Em Portugal, proposta quer premiar médicos de mulheres que não façam aborto nem tenham DST

Uma proposta em análise pelo ministério da Saúde de Portugal quer dar bônus no salário para equipes do Serviço Nacional de Saúde (SNS) que não realizem abortos. A interrupção voluntária da gravidez é legalizada no país desde 2007 e pode ser realizada por qualquer mulher com até 10 semanas de gestação.

A medida faz parte de uma proposta de novos critérios para avaliação de profissionais do SNS. A não realização de abortos e a ausência de pacientes com doenças sexualmente transmissíveis daria um bônus no salário das equipes.

Um dos responsáveis pela elaboração da proposta disse ao jornal Público, que revelou o caso, que o intuito dos novos indicadores é melhorar a qualidade das ações de planejamento familiar, evitando “gravidezes indesejadas”. Ou seja, para este médico a equipe que não teve nenhuma mulher solicitando um aborto ou diagnosticada com uma DST trabalhou bem, as demais não.

Até quando o direito de uma mulher decidir sobre seu corpo seguirá sendo manipulado?

- Extrato de dados -
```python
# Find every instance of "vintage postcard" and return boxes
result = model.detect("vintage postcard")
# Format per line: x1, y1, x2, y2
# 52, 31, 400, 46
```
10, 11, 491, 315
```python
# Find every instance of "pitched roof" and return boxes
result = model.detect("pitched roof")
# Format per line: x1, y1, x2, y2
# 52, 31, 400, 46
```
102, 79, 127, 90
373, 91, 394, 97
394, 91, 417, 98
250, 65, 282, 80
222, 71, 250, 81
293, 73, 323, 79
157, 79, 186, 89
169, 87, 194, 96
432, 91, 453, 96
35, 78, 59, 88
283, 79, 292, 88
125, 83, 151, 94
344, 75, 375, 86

- Problema a resolver -
Reproduza, sem alterar nenhuma palavra, o trecho do texto sobre a proposta de bônus para equipes médicas em Portugal que se inicia com "Uma proposta em" e vai até "salário das equipes.".

- Resposta -
Uma proposta em análise pelo ministério da Saúde de Portugal quer dar bônus no salário para equipes do Serviço Nacional de Saúde (SNS) que não realizem abortos. A interrupção voluntária da gravidez é legalizada no país desde 2007 e pode ser realizada por qualquer mulher com até 10 semanas de gestação.

A medida faz parte de uma proposta de novos critérios para avaliação de profissionais do SNS. A não realização de abortos e a ausência de pacientes com doenças sexualmente transmissíveis daria um bônus no salário das equipes.